> [Exercise instructions] Edit the records below by replacing every "canvas tote bag" with "cloth tote bag", and leave all other text unchanged.

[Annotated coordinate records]

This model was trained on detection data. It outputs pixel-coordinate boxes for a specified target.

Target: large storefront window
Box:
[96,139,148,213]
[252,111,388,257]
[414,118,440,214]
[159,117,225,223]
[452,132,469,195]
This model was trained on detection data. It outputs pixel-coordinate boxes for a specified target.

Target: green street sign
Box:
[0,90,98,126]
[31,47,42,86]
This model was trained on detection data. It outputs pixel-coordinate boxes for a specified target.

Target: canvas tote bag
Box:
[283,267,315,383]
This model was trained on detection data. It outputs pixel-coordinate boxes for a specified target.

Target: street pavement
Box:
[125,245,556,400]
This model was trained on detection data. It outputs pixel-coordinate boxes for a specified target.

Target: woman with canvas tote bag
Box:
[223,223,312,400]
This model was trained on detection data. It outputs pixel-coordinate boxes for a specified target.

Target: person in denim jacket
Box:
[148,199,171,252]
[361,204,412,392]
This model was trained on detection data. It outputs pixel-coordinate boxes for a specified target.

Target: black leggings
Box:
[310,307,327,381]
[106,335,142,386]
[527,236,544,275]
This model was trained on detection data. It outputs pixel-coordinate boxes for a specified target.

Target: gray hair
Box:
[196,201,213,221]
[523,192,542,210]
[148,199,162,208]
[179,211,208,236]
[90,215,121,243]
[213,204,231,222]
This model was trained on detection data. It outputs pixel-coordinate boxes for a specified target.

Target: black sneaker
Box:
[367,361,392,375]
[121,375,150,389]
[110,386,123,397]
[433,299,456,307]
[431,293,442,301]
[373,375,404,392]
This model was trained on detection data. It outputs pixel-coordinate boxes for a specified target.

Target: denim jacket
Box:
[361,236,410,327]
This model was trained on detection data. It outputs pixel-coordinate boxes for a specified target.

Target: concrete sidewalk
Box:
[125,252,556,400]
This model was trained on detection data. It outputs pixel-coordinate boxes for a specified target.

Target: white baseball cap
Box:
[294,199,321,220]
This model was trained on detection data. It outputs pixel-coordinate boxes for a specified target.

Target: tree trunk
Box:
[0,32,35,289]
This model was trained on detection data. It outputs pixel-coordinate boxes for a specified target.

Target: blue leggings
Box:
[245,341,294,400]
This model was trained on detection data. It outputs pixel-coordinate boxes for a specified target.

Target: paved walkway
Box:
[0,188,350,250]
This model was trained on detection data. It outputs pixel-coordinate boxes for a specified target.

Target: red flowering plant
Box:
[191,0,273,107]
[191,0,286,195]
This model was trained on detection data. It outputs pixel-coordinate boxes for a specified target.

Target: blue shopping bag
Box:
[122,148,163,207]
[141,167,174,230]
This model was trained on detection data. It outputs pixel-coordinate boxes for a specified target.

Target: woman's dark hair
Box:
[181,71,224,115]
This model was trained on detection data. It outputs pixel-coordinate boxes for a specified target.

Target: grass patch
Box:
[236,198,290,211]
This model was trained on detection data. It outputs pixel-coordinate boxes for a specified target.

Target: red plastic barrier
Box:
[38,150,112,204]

> [Response to this task]
This model was trained on detection data. It outputs pixel-coordinate boxes for a specified target.

Target: large storefront window
Box:
[96,139,148,213]
[252,111,388,257]
[414,118,440,214]
[159,117,225,223]
[452,132,469,195]
This model was trained on detection data. It outputs pixel-coordinate boxes for a specified target.

Target: green street sign
Box:
[0,90,98,126]
[31,47,42,86]
This model was trained on detection data. It outputs pixel-coordinate boxes for a specified target.

Target: cloth tote bag
Box:
[283,267,315,383]
This model was trained on detection data. It outputs pixel-coordinate boxes for a specified target.

Target: street pavement
Box:
[125,245,556,400]
This model was trained on detection data. It outputs pixel-coordinate boxes for a specified target.

Target: woman with cloth tote bag
Box:
[223,223,312,400]
This model was trained on detection data. It outputs pixel-coordinate boxes for a specified target.

Target: person in denim jacket
Box:
[148,199,171,252]
[361,204,412,392]
This model was trained on detection data. It outputs pixel-coordinate boxes for a specified target.

Target: black leggings
Box:
[310,307,327,381]
[106,335,142,386]
[527,236,544,275]
This model was trained on detection data. It outputs pixel-coordinate boxes for a specified target.

Target: gray hair
Box:
[196,201,213,221]
[523,192,542,210]
[148,199,162,208]
[179,211,208,236]
[90,215,121,243]
[213,204,231,222]
This model was trained on detection data. It outputs pixel-coordinate boxes for a specified target.

Target: black sneaker
Box:
[367,361,392,375]
[121,375,150,389]
[110,386,123,397]
[433,299,456,307]
[431,293,442,301]
[373,375,404,392]
This model was trained on detection data. It outputs pixel-coordinate boxes for a specified target.

Target: denim jacket
Box:
[361,236,410,327]
This model was trained on detection data. It outputs pixel-coordinate boxes for a specified target.

Target: concrete sidewalk
Box:
[125,252,556,400]
This model was trained on detection data. It outputs pixel-coordinate boxes for a specified target.

Target: white baseball cap
Box:
[294,199,321,220]
This model was trained on detection data. It outputs pixel-coordinate boxes for a specified target.

Target: tree trunk
Box:
[0,32,35,289]
This model was trained on detection data. It outputs pixel-coordinate boxes for a specified target.

Target: blue leggings
Box:
[245,341,294,400]
This model was trained on detection data. It outputs pixel-coordinate boxes for a specified target.

Target: paved walkway
Box:
[0,188,350,250]
This model was trained on detection data. It outputs pixel-coordinate boxes for a specified target.

Target: red flowering plant
Box:
[191,0,273,107]
[191,0,286,195]
This model was trained on detection data. It outputs pixel-coordinate boxes for a specified target.

Target: blue shopping bag
Box:
[122,148,163,207]
[141,167,174,230]
This model was trained on detection data. It outputs pixel-coordinate boxes for a specified target.

Target: woman's dark hair
Box:
[181,71,224,115]
This model was trained on detection data. It outputs pixel-coordinate boxes for a specified target.

Target: grass patch
Box:
[236,198,290,211]
This model was trained on detection data. It outputs pixel-coordinate boxes for a specified target.

Target: red plastic barrier
Box:
[38,150,112,204]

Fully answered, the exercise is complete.